RS422 is (IIRC) 'balanced' and perhaps not too dissimilar to AES3 digital audio format as often seen presented on a XLR3 connector. Of course CMMR in itself is not a 'guaranteed' way to have interference free 'communication' as it takes considerable effort to maintain the 'magical' rejection properties from DC to 'light' bandwidth so a combination of practical implementation (cost effective) and proper out of (required) band filtering as maintaining effective 'rejection' at for example cellphone frequencies is a considerable exercise.
Matt S
 
After re-visiting my post it seems I have been a bit economical with what's been said by the authors and missed an important point. They do mention that the differential scheme works on twisted pair lines like RS232, but they also include audio which is not correct, unless of course, and as you mentioned, one decides to transmit audio over 35,000ft using wires at 20kHz. At the same time I am also partially wrong with my comments.

### Data segment
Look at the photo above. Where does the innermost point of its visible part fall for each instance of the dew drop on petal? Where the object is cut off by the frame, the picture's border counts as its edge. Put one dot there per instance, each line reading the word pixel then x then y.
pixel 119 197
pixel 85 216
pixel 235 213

### Directives
1: Summarize the forum excerpt on RS422 and balanced signaling in two sentences.
2: From the forum excerpt on RS422, reproduce the stretch from "After re-visiting my" through "with my comments.".

### The solutions
1: RS422 is described as balanced and perhaps not too dissimilar to the AES3 digital audio format often presented on an XLR3 connector, but CMMR alone does not guarantee interference-free communication. Keeping that rejection effective across the bandwidth, for example at cellphone frequencies, takes considerable effort along with practical implementation and proper out-of-band filtering, and a later post admits to understating the authors, who say the differential scheme works on twisted pair lines like RS232 but incorrectly include audio.

2:
After re-visiting my post it seems I have been a bit economical with what's been said by the authors and missed an important point. They do mention that the differential scheme works on twisted pair lines like RS232, but they also include audio which is not correct, unless of course, and as you mentioned, one decides to transmit audio over 35,000ft using wires at 20kHz. At the same time I am also partially wrong with my comments.